Please continue the text on Harvard application essays below, picking up right after its last sentence.

- **Text provided**
>>>>>

来到2023年9月,八月所缺的三篇文书被补齐,分别是Connor的《Waking Up Early》、Tony的《Beauty in Complexity》和Anonymous的《Grandfather’s Butterflies》。Tony和Anonymous的这两篇,其实在一年前在《十篇成功哈佛申请2022》里就已经PO过。而且Tony的这一篇,还同时留在2022里。而Anonymous的那篇《Grandfather’s Butterflies》,本来是《2022》里、作者为Michelle G的那一篇。这时候,《Grandfather’s Butterflies》被从2022文书中替换下来,换上的是一篇作者为Sean的《Butterflies》。除了这两篇外,《2023》还缺一篇才够十篇。Crimson又加了一篇Connor的《Waking Up Early》。等到了2024年3月,被作为Anonymous(Michelle G)的那Grandfather’s Butterflies》又被从2023页面里撤下,换上此时放在《2022》的Sean《Butterflies》。




Harvard Essays 2023 on Crimson

Georgina| Lemonade with no Lemon (Lebanese 1G Girl)

Abby    | Family at Barnes & Noble (Ethiopian 1G Girl)

Marina  | Backyard Four Corners (Cuban 1G Girl)  

Una     | Seeing Without Looking (Latino 1G Girl)  

Simar   | First Haircut At Age 17 (Sikh 1G Boy)

Samantha| I Am A Storyteller (Poem non-eth Girl)

Amy     | The Color of Everything (Diversity non-eth Girl)



第一篇Georgina 的《Lemonade with no Lemon》

With the blazing morning sun beaming through the window, I had an inclination to make a stand to sell Lebanese laymounada - a light lemonade flavored with a splash of rosewater. Throughout my childhood, anytime the temperature spiked over seventy degrees, there would be laymounada waiting for me at my Teta’s (grandmother in Lebanese Arabic) house.

At that moment, I scoured the cabinets and secured the glass pitcher only to realize we did not have lemons. To my disappointment, I realized my days of being an entrepreneur and generating revenue from my laymounada stand were over before they could even begin. I sat at the kitchen table, wallowing in disappointment. I wanted everyone to be able to taste my Teta’s laymounada. Suddenly, I had an idea that would either prove to be inventive or a total failure. I would sell lemonade without the lemons. Revolutionary, right?

I ripped off a rectangular sheet of paper towel and jotted down my business plan. I listed the key elements of the business plan: a drawing of a cup, a rose, and the price- “fifty scents”- to correlate with the rose-themed business. I sat outside of my childhood home located in a cul-de-sac of five houses and sold my neighbors a rose drink- a combination of filtered water, packets of sugar, and a dash of rosewater. Granted, I only made about $10 from a combination of my parents and generous neighbors who did not drink the “lemonade”, but the experience allowed me to realize regardless of the obstacle, if you are passionate, you can persevere. Teta’s laymounada was my introduction to entrepreneurship.

<<<<<

- **Provided material**
>>>>>

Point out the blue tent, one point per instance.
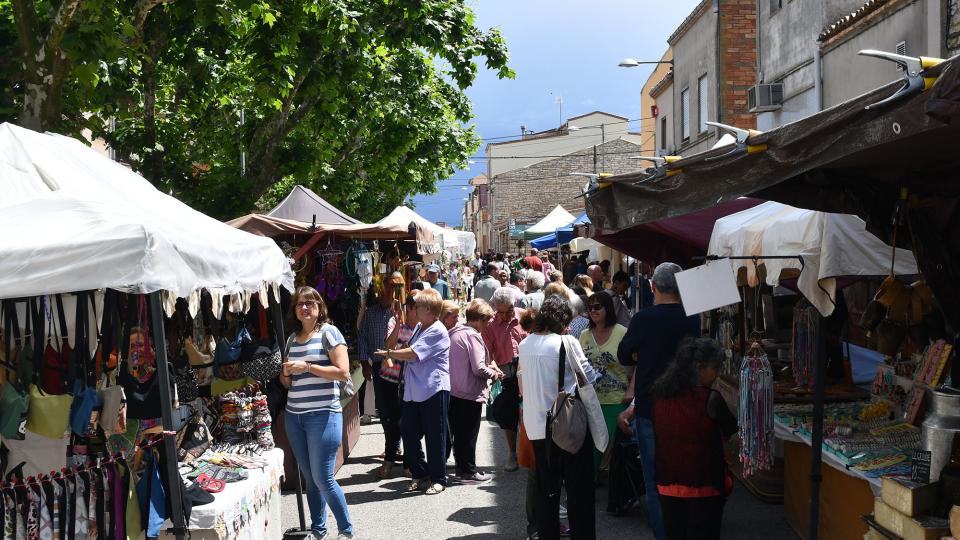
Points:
(563, 234)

<<<<<

- **Answer to this exercise**
The entrepreneurial skills gained from my laymounada stand allowed me to establish A&G Jewelry, co-founded with my sister when I was twelve. This business focused on representing our Lebanese heritage. Using supplies we found around our house and from our local craft store, we created a variety of pieces that featured traditional Middle Eastern coins, beads, and clay baked into the shape of Lebanon. My sister and I collaborated to create marketing tools to promote our new business. Before we knew it, A&G Jewelry had earned a spot at my church’s annual Lebanese festival. After tirelessly marketing and selling our jewelry for three days straight, we had made over $900 in revenue, which we decided to donate to the church.

Entrepreneurship took a new form in high school when my sister and I founded our second partnership, The Model Brockton City Council. We saw a need to engage our peers in local government by designing a simulation of our city council. We had to collect signatures, present to many administrators, and market our new club. The initial goal to have more people try my lemonade resonated with me as I strived to have more people engage in their civic duties. Today, over twenty-five of my classmates frequently attend my meetings.


With my first business venture selling laymounada, I made $10; with A&G Jewelry, $900; with the Model Brockton City Council, the revenue amounted to $0. Although there was not a financial gain, I attained experience as a negotiator, problem solver, creative thinker, and most importantly, I became persistent.

Twelve years have passed since that summer day with my “laymounada,” and I have yet to maintain a long-lasting business. My six-year-old self would have seen this lack of continuity as a colossal failure, but instead, it instilled an intense curiosity in me. Little did I know the experience would remain so vivid after all these years. It has continued to push me, compelling me to challenge myself both academically and entrepreneurially. As I grow older, my intrinsic drive to have a lemonade stand, regardless of whatever obstacles come my way, persists as a deep-seated love of business.

When life doesn’t give you lemons, still make lemonade (or laymounada, as my Teta would say).

对于这篇文书,Crimson按照Hook-Anchor-Story-Growth结构做出评价。Georgina用一个熟识的“柠檬水”概念做Hook吸引读者注意,再以“缺少柠檬”的现实困难,让故事有了一个反常的元素,使读者愿花时间仔细阅读。全篇的行文中,Georgina写到了很多的细节,让故事充满了fun detail,这满足了叙事写作的”show, don’t tell”的原则,是文章具有可读性。最后,Georgina用自己一系列的”商业”经历,细数了自己从一个只能卖出10美元柠檬水的小女孩,成长为一个有韧性的negotiator、solver、thinker 创业人。到这里,即使还没过任何长期稳定的经营业务,也不妨碍读者得出结论,作者确实是个有成长潜力的选手。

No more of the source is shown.